Reproduce, character for character, the lines of the items from the one containing "negative clicks: (236, 40)" through the one containing "box: [41, 165, 65, 193]", both of those lines included.

==== Data in this exercise

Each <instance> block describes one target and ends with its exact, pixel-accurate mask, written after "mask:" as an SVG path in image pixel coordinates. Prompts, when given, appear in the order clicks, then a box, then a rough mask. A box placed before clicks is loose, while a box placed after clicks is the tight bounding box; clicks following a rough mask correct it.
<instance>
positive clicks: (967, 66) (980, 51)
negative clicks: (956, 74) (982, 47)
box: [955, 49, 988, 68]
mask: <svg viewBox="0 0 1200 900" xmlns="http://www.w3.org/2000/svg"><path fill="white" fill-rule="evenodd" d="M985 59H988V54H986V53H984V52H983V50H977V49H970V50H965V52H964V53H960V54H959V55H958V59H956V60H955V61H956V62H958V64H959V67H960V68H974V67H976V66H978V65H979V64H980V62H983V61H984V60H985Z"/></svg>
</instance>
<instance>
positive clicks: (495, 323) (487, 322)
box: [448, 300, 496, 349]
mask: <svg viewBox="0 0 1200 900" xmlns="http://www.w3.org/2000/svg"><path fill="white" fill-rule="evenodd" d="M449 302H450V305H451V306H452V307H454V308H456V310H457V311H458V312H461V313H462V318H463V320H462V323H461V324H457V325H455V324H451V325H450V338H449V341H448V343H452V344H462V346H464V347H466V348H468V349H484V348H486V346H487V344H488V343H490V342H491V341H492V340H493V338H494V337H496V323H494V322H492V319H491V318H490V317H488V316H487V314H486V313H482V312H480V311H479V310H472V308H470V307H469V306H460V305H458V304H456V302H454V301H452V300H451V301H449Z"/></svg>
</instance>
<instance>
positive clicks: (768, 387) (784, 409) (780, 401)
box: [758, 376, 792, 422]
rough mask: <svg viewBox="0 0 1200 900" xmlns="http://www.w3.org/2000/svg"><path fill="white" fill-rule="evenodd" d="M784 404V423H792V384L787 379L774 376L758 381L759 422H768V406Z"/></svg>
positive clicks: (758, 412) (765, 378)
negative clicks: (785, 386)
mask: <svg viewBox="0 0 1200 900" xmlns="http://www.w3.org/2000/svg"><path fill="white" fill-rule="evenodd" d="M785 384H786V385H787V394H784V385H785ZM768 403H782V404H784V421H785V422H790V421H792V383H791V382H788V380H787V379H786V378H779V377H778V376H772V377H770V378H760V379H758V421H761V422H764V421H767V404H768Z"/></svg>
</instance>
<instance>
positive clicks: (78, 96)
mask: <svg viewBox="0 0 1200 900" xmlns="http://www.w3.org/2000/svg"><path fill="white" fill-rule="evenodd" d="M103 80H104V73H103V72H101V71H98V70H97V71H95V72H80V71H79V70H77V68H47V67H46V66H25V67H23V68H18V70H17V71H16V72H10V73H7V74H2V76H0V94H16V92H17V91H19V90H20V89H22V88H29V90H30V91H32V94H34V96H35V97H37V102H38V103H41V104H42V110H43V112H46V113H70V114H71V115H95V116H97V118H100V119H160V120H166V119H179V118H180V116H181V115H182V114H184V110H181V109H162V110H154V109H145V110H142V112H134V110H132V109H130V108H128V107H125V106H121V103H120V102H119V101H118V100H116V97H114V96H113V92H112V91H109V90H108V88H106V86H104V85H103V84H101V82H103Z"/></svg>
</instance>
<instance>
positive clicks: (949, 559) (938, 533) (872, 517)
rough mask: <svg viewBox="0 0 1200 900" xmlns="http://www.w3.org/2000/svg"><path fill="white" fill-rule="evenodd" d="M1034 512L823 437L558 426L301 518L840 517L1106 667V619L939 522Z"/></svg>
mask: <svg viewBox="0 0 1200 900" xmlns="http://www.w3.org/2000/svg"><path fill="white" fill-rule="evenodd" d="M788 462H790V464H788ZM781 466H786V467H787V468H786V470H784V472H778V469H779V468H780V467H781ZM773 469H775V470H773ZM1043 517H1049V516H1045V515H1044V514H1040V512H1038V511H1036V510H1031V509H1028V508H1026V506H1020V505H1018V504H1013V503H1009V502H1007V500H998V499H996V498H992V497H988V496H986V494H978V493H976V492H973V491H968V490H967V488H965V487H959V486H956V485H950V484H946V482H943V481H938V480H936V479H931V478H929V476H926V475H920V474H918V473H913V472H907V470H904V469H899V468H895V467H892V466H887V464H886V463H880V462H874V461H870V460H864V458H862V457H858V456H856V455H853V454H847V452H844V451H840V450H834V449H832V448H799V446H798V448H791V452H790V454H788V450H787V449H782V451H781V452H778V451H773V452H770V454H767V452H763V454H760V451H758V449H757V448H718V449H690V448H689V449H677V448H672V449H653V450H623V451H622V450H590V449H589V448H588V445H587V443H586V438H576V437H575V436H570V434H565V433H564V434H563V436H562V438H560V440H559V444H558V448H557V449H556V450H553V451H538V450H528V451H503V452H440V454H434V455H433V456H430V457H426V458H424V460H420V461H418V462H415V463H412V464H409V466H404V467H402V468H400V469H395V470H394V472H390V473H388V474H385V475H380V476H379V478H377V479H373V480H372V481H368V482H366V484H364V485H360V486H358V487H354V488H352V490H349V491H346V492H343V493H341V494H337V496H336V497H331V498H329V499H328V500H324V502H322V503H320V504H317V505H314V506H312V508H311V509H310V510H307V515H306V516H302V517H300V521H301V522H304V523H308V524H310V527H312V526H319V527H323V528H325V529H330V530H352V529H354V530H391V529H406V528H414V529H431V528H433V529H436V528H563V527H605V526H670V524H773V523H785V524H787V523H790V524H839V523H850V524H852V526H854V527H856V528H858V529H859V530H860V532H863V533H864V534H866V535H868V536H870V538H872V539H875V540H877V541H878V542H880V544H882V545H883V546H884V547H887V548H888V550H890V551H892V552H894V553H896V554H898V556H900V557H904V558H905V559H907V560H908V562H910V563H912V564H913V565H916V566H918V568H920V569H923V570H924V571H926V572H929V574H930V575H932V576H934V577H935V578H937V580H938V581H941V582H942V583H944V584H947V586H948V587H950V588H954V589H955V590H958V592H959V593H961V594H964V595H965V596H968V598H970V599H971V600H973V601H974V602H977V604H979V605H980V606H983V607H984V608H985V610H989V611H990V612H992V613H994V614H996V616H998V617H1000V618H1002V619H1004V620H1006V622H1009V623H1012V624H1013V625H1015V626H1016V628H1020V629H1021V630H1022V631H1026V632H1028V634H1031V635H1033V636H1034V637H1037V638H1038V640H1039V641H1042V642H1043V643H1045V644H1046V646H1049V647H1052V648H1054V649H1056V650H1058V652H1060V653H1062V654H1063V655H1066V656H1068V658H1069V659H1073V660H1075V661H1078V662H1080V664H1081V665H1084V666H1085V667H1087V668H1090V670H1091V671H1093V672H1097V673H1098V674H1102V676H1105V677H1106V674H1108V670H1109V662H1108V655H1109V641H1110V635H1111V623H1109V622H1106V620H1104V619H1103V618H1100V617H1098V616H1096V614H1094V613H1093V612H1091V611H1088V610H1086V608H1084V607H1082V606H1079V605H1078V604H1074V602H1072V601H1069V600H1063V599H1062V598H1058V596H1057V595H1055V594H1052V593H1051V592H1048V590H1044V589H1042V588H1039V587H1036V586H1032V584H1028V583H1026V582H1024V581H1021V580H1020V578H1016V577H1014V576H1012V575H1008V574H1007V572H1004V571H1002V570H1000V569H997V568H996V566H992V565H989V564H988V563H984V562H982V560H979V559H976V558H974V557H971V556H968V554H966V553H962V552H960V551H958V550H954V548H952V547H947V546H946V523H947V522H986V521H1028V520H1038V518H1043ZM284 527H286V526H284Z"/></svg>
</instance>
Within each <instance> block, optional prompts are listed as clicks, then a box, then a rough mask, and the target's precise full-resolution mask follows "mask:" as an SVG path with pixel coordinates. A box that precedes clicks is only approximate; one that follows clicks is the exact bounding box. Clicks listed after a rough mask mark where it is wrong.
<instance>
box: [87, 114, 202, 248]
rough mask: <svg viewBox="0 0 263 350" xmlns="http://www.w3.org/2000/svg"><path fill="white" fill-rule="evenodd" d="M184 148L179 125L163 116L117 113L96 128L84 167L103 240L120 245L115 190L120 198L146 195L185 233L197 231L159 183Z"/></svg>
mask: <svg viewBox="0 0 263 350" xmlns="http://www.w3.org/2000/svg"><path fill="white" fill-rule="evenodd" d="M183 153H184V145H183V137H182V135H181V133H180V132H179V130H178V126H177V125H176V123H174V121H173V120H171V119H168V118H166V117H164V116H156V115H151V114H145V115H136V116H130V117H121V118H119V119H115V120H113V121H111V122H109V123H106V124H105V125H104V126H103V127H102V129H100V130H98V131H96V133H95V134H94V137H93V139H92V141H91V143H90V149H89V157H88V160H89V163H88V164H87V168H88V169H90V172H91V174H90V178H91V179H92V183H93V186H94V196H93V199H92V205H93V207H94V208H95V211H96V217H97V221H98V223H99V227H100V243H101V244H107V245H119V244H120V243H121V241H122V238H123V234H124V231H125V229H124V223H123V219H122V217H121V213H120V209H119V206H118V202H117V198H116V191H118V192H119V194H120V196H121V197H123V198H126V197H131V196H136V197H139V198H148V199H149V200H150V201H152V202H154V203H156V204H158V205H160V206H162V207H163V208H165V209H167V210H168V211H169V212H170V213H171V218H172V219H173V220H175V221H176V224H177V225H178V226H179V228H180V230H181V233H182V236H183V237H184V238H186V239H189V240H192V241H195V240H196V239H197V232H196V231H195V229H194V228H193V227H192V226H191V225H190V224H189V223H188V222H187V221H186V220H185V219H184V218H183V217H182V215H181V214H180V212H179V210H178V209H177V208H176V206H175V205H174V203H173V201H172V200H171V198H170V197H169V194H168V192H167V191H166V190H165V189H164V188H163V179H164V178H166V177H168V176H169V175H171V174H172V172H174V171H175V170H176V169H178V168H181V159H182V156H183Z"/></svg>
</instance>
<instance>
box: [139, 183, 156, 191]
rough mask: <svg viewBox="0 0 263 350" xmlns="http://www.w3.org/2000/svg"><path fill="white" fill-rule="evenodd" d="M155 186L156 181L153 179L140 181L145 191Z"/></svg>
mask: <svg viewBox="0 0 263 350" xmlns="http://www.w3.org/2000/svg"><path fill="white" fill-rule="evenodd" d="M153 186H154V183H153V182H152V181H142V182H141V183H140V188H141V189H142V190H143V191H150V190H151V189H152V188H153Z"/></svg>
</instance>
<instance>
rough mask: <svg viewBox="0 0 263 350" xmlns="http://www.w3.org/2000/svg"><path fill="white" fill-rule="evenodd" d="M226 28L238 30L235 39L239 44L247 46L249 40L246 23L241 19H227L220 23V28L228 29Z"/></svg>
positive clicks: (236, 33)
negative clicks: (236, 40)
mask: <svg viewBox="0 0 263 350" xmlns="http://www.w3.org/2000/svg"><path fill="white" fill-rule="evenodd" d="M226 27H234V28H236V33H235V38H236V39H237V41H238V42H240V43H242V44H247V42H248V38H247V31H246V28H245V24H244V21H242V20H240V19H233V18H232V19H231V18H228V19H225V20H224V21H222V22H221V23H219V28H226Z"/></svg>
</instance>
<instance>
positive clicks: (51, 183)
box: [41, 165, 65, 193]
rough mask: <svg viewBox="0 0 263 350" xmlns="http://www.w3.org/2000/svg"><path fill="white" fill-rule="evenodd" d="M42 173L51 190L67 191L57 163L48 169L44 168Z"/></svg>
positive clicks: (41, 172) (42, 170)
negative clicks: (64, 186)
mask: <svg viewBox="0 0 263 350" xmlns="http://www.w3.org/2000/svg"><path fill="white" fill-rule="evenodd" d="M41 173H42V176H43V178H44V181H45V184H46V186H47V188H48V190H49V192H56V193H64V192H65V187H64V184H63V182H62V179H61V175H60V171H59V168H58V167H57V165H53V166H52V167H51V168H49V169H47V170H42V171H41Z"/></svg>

========

## Response to the exercise
negative clicks: (236, 40)
mask: <svg viewBox="0 0 263 350" xmlns="http://www.w3.org/2000/svg"><path fill="white" fill-rule="evenodd" d="M226 27H234V28H236V33H235V38H236V39H237V41H238V42H240V43H242V44H247V42H248V38H247V31H246V28H245V24H244V21H242V20H240V19H233V18H232V19H231V18H228V19H225V20H224V21H222V22H221V23H219V28H226Z"/></svg>
</instance>
<instance>
positive clicks: (51, 183)
box: [41, 165, 65, 193]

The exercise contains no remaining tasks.